◆ **TASK 1**: Echo the post about the Trinity transcriptome assembly word for word, starting at "The first step in Trinity" and ending at "is explained below).".
◆ **TASK 2**: In the post about the Trinity transcriptome assembly, how many cores and how much RAM does the server have?

◆ **PASSAGE**:
We have been trying to assemble a large transcriptome library of size ~200GB (Illumina fastq file size for full PE library, not nucleotide count) using Trinity. The server being used has 32 cores and 512G RAM. We were able to assemble similar-sized transcriptome libraries from other organisms in the same server, and the amount of RAM does not seem to be a problem here. Still, we are never able to complete the assembly for some reason.
The first step in Trinity is k-mer counting. Earliest releases came with Trinity’s own k-mer counting implementation. Then they upgraded to Meryl and Jellyfish, and Jellyfish appears to be the only option at present.
At first, we tried full Trinity on the entire library. K-mer counting step completed quickly within a few hours. Then we got into Inchworm, which took a day or two to finish. The latest Trinity runs a Bowtie step between Inchworm and Chrysalis, and the Bowtie step also completed in reasonable time. ‘Reasonable’ in our count is measured in days, not hours (why is explained below).
Then Trinity got stuck into ‘GraphFromIwormFasta.out’ for ever. That is the first step in Chrysalis. Let me tell you how long our program is stuck in that step. When the Chrysalis folder was created, my son was in diapers. Now he is about to finish high-school and Trinity had not added a single byte into the ‘GraphFromIwormFasta.out’ file.
Jokes aside, we did not have the patience to see our program being stuck at that step after a week. We abandoned the full run and went to digital normalization.

◆ **DATASET EXCERPT**:

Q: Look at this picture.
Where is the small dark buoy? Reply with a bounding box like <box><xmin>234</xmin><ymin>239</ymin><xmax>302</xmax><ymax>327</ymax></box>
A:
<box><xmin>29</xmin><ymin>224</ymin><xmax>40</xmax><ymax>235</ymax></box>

◆ **ANSWER SPACE 1**:
The first step in Trinity is k-mer counting. Earliest releases came with Trinity’s own k-mer counting implementation. Then they upgraded to Meryl and Jellyfish, and Jellyfish appears to be the only option at present.
At first, we tried full Trinity on the entire library. K-mer counting step completed quickly within a few hours. Then we got into Inchworm, which took a day or two to finish. The latest Trinity runs a Bowtie step between Inchworm and Chrysalis, and the Bowtie step also completed in reasonable time. ‘Reasonable’ in our count is measured in days, not hours (why is explained below).

◆ **ANSWER SPACE 2**: 32 cores and 512G RAM.